Troisième accessoire pour ce théâtre sans coulisses, où tout est apparent, coutures, gros fil, masques revêtus d’une vraie peau ne laissant aucun doute sur les personnages, le discours porté sur véhicule tendant à l’unicité de la presse. Rupert Murdoch pèse d’un royaume qui a phagocyté l’écrasante majorité de la presse papier, l’édition, le cinéma, les chaînes de télévision câblées et satellitaires, ce qui fait l’opinion de ce côté-ci du monde. Qu’il ait été à l’origine de la mise sur orbite de Margaret Thatcher, la grande maîtresse portée au pouvoir pour l’immolation de l’industrie et de sa classe ouvrière occidentales, de son épigone en libéralisme économique Reagan puis de celle de Tony Blair, Bush et Cameron, ne fait aucun doute et ne fait pas scandale. La mise sur écoutes illégales, permises par la complicité de membres de la police de Sa Majesté, de diverses personnalités politiques et du spectacle, lui a coûté quelques amendes mais c’est peu à côté de l’émotion suscitée par la prise du contrôle du téléphone portable d’une petite fille victime d’enlèvement et d’assassinat. La nécessité de produire du sensationnel pour vendre du papier a poussé les journalistes devenus fabricants de nouvelles à abuser de parents en détresse et révélé des pratiques que l’opinion pourtant manipulée a rejetées. Il avait cédé un ancien rédacteur en chef de l’un de ses tabloïds comme conseiller du cabinet de David Cameron, Andy Coulson a été sacrifié en 2011. Lors des auditions devant une commission d’enquêtes quand Murdoch convoitait l’achat du premier bouquet de télévision satellite britannique BSkyB, l’aveu de ses amitiés particulières avec les ministres de l’Économie et de la Culture n’ont produit aucune démission. Ce sont des mœurs admises.

*CONSIGNES*:
[1] Répondez brièvement à ces questions sur le texte consacré à Rupert Murdoch :
(a) Quel ancien rédacteur en chef a été sacrifié en 2011 ?
(b) Quel bouquet de télévision satellite Murdoch convoitait-il ?
(c) Qu'ont coûté à Murdoch les mises sur écoutes illégales ?
[2] Rédigez la suite du texte consacré à Rupert Murdoch, après sa dernière phrase.
Les données qui suivent proviennent d'une autre source.

*DONNÉES FOURNIES*:
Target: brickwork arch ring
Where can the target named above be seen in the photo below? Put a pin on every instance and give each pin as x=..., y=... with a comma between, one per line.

*CORRIGÉ*:
[1]
(a) Andy Coulson.
(b) BSkyB, le premier bouquet de télévision satellite britannique.
(c) Quelques amendes.

[2]
La puissance de cette machinerie à désigner des chefs d’États, dont l’un des fers de lance est la redoutable Fox News, est telle qu’elle peut s’enorgueillir avoir débauché David Petraeus de son poste militaire dans les affaires d’Irak et d’Afghanistan, l’avoir installé à la tête de la CIA pour pouvoir se lancer à la conquête de la présidence des US(a).
Les spots politiques ne représentaient aux US(a) qu’un faible pourcentage des recettes publicitaires. Dans les années électorales, il peut atteindre 20% des ressources.
Les chaînes télévisuelles se nourrissent de cette importante rentrée d’argent, elles se transforment dès lors en force de proposition politique. Elles créent le candidat, détruisent par des rumeurs et des campagnes de dénigrement bien orchestrées les adversaires ; en effet, pas besoin de construire un programme de gouvernement, il suffit de salir le camp adverse.
Pour plus d’efficacité économique, une annonce de 30 secondes coûte plus de 6000 dollars, comme dans les chaînes de la grande distribution, on s’adresse à un cycle court. Autant fabriquer sa propre marque et présenter son propre candidat local ou à l’échelle fédérale.
On l’a vu, le milliardaire des casinos Sheldon Adelson a échoué malgré sa détermination de triompher d’Obama pas assez sioniste à son goût avec son Gingrinch. Il n’avait pas suffisamment d’entrées dans l’industrie de la télévision.

Par ailleurs, il se mesure la faiblesse toute relative de l’AIPAC qui n’est pas parvenu à placer Mitt Romney, lequel avait tout le soutien de Netanyahu. Ceci annonce un point d’inflexion de plus dans la succession des mouvements tonico-cloniques de cet embrasement désordonné de cette Rome qui se tord en tous sens portée à l’incandescence sous le feu de son propre spectacle décadent.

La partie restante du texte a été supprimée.